_What the task asks:_
For the word "podium", count the lines in the records below that include it and give only that number.
---------- Supplied entries
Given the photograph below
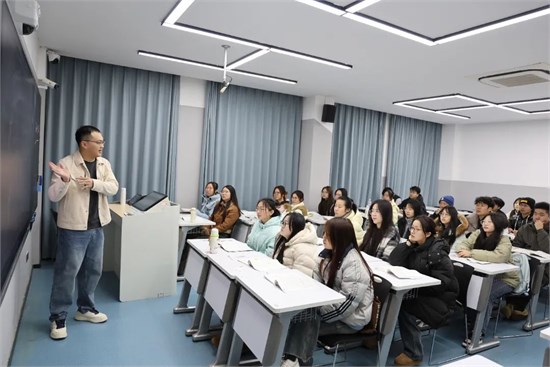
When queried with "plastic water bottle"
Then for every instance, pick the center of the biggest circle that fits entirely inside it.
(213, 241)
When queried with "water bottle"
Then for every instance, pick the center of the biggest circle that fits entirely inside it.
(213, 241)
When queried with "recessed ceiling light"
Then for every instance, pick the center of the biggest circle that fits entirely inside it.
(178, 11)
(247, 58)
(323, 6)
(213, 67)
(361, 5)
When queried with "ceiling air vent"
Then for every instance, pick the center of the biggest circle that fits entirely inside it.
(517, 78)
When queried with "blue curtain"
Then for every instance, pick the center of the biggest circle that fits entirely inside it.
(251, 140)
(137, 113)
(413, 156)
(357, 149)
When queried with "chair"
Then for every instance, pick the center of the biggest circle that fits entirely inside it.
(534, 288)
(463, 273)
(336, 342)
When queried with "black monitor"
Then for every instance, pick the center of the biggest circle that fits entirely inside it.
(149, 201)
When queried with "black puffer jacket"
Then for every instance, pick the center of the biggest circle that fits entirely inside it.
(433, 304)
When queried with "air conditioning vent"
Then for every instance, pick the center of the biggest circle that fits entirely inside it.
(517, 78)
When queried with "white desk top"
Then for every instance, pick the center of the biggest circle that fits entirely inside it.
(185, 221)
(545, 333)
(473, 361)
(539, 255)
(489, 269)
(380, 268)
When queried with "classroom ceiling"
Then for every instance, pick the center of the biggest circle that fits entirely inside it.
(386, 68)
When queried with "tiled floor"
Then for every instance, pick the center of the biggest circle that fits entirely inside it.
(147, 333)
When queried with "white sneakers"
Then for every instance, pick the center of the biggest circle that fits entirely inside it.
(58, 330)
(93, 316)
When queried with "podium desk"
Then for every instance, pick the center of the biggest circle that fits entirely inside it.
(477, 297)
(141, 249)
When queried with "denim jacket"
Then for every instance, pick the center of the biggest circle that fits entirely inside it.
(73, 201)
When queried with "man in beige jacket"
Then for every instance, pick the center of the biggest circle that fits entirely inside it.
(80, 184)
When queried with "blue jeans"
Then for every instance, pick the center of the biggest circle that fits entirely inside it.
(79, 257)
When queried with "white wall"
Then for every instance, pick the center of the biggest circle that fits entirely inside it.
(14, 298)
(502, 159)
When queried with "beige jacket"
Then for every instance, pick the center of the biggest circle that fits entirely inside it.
--------------------
---------- Supplied entries
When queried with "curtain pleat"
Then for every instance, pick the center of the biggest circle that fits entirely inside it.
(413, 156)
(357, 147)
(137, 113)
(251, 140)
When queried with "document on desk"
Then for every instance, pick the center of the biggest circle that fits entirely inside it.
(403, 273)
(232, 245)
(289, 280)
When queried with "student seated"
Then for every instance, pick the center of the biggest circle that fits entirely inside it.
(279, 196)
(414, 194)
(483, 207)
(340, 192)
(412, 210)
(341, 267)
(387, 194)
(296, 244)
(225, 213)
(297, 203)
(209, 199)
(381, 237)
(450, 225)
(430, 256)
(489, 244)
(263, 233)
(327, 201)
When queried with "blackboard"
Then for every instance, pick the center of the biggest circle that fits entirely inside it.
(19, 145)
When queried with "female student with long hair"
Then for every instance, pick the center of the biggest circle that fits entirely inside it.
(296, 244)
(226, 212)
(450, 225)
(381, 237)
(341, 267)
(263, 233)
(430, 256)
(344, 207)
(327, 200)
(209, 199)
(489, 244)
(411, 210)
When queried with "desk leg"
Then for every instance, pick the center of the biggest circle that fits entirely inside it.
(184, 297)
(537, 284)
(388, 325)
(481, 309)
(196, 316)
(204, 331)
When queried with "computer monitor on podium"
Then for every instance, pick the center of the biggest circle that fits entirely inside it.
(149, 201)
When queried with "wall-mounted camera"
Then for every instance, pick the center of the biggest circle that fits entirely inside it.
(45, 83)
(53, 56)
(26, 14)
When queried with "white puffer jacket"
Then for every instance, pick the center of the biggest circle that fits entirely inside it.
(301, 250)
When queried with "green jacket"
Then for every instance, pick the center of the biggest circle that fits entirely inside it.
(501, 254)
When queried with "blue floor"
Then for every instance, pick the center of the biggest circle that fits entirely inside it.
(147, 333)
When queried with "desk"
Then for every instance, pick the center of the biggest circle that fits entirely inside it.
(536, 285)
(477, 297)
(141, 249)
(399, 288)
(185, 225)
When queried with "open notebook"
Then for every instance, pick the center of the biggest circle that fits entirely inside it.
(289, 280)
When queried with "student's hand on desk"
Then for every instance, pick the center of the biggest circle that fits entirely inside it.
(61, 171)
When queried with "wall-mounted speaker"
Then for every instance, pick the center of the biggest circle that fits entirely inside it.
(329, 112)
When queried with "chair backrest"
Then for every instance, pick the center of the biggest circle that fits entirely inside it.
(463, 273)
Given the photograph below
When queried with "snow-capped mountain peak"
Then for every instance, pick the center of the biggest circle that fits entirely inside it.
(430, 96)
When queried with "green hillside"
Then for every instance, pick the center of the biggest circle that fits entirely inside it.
--------------------
---------- Supplied entries
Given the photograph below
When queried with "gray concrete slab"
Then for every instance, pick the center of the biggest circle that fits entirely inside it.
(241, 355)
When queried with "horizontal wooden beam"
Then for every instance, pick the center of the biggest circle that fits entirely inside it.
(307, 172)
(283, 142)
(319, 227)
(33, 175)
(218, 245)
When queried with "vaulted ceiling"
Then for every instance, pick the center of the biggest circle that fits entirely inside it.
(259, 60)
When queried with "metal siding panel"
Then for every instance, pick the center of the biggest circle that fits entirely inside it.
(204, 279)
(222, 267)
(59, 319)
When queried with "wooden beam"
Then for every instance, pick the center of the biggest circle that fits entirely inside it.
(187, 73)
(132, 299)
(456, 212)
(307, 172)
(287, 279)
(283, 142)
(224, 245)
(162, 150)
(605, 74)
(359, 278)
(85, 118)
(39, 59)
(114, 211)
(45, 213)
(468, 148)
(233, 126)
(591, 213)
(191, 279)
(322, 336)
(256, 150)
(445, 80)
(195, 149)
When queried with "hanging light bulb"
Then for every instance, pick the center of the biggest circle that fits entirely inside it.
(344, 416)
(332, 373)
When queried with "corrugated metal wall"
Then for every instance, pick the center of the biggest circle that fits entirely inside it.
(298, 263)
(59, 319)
--------------------
_Solution below:_
2